## WHAT IS NEEDED
Reproduce the following data line for line, changing nothing.

+--

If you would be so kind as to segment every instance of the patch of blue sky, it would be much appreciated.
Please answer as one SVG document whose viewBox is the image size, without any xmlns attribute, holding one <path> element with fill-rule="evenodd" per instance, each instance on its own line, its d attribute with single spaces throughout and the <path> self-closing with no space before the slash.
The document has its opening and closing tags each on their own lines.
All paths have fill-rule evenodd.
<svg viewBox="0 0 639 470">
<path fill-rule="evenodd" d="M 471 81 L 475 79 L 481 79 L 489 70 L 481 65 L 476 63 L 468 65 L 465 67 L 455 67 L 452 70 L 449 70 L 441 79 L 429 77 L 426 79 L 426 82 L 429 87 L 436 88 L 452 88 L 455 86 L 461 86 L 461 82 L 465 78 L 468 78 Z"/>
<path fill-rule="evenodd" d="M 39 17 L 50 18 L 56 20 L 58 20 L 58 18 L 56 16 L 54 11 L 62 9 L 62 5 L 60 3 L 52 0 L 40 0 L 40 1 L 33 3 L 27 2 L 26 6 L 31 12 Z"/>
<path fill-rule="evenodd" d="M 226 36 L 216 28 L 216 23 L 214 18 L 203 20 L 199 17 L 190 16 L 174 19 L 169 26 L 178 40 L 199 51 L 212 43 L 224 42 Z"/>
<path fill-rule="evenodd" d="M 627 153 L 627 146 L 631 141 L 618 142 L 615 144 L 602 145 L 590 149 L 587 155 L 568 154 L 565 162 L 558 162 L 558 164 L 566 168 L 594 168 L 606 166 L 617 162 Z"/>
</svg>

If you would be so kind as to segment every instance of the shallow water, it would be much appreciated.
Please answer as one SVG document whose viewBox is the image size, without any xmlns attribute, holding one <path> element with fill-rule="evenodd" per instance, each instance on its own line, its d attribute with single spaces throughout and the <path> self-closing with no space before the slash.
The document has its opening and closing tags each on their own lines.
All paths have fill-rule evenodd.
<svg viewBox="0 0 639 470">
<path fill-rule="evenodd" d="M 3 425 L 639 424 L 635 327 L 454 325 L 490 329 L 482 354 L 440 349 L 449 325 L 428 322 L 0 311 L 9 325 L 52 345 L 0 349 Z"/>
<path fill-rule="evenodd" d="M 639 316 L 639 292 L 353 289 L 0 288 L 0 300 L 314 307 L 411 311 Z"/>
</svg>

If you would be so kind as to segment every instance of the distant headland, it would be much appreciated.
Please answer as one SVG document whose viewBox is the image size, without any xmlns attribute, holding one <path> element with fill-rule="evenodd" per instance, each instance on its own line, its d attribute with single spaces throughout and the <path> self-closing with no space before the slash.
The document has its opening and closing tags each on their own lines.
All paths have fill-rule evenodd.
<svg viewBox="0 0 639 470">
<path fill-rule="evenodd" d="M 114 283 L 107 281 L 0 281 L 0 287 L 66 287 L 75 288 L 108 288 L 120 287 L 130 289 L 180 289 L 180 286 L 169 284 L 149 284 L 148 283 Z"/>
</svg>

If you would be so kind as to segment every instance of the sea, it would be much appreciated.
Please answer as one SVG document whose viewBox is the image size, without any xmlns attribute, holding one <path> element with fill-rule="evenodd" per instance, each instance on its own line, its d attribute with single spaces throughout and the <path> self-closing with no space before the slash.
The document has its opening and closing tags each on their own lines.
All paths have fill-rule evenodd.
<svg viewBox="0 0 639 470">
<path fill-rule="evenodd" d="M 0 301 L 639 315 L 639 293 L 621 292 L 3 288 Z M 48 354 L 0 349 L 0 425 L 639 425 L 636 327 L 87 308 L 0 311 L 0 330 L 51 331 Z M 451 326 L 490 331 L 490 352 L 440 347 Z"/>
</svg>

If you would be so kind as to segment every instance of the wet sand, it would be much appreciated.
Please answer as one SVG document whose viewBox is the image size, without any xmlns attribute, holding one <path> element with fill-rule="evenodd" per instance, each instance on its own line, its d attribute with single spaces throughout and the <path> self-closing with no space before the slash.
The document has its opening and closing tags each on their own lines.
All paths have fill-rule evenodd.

+--

## FULL SOLUTION
If you would be so kind as to segment every instance of the patch of blue sky, it would be much appreciated.
Please answer as one SVG document whose viewBox is the image size, without any xmlns attribute, holding one <path> element with fill-rule="evenodd" per instance, each instance on its own line, its d attribute with single spaces throughout and the <path> self-closing with no space before the slash.
The document has its opening and closing tags each on their own lines.
All paths have fill-rule evenodd.
<svg viewBox="0 0 639 470">
<path fill-rule="evenodd" d="M 471 81 L 475 79 L 481 79 L 489 70 L 481 65 L 476 63 L 468 65 L 465 67 L 455 67 L 452 70 L 449 70 L 441 79 L 429 77 L 426 79 L 426 82 L 429 87 L 436 88 L 452 88 L 455 86 L 461 86 L 461 82 L 465 78 L 468 78 Z"/>
<path fill-rule="evenodd" d="M 39 17 L 50 18 L 56 20 L 58 20 L 58 18 L 56 16 L 54 11 L 62 9 L 62 5 L 60 3 L 52 0 L 40 0 L 40 1 L 33 3 L 27 2 L 26 6 L 31 12 Z"/>
<path fill-rule="evenodd" d="M 226 36 L 216 28 L 216 23 L 214 18 L 203 20 L 199 17 L 190 16 L 174 19 L 169 26 L 178 40 L 199 51 L 212 43 L 224 42 Z"/>
<path fill-rule="evenodd" d="M 627 153 L 627 146 L 631 141 L 618 142 L 615 144 L 602 145 L 590 149 L 587 155 L 568 154 L 565 162 L 558 162 L 558 164 L 566 168 L 594 168 L 606 166 L 617 162 Z"/>
</svg>

If you would be so kind as to segment every instance of the shallow water, it would be much appreciated.
Please answer as one SVG document whose viewBox is the image size, without any xmlns attribute, holding one <path> element with fill-rule="evenodd" per instance, each instance on its own line, its d attribute with single spaces throughout and the <path> self-closing with no space before the slash.
The document has its opening and closing tags each on their own lines.
All paths have fill-rule evenodd.
<svg viewBox="0 0 639 470">
<path fill-rule="evenodd" d="M 3 425 L 639 424 L 635 327 L 454 325 L 490 329 L 482 354 L 440 349 L 449 325 L 428 322 L 0 311 L 9 325 L 52 345 L 0 349 Z"/>
<path fill-rule="evenodd" d="M 639 316 L 639 292 L 353 289 L 0 288 L 0 300 L 314 307 L 411 311 Z"/>
</svg>

If you would be so kind as to segment every instance of the distant headland, it would be much appreciated.
Please answer as one SVG document whose viewBox is the image size, without any xmlns attribute, holding one <path> element with fill-rule="evenodd" per instance, each instance on its own line, its d attribute with single spaces throughout and the <path> self-closing with no space before the slash.
The document has its opening and closing tags each on their own lines.
All paths have fill-rule evenodd.
<svg viewBox="0 0 639 470">
<path fill-rule="evenodd" d="M 114 283 L 107 281 L 0 281 L 0 287 L 66 287 L 75 288 L 108 288 L 120 287 L 130 289 L 180 289 L 180 286 L 169 284 L 149 284 L 148 283 Z"/>
</svg>

If you would be so kind as to segment every instance of the sea, it would be much appreciated.
Please answer as one SVG document whose viewBox is the image size, without any xmlns attribute, holding one <path> element with fill-rule="evenodd" per instance, each instance on its own line, its d attribute with single spaces throughout and the <path> self-closing with no space before the slash.
The document has its opening and closing tags each on their own lines.
All paths have fill-rule evenodd.
<svg viewBox="0 0 639 470">
<path fill-rule="evenodd" d="M 0 301 L 639 315 L 639 293 L 621 292 L 3 288 Z M 48 354 L 0 349 L 0 425 L 639 425 L 636 327 L 87 308 L 0 311 L 0 330 L 51 331 Z M 451 326 L 490 331 L 490 352 L 440 347 Z"/>
</svg>

If you would be so kind as to segment every instance of the wet sand, it would be much appreciated.
Please answer as one SVG document whose viewBox is the image size, without any xmlns attribute, holding one <path> element with fill-rule="evenodd" per instance, each instance on its own line, its d attribute with single spaces throughout and the <path> self-closing with no space before the slash.
The document has its opening and closing tags each on their own lines.
All paths have fill-rule evenodd.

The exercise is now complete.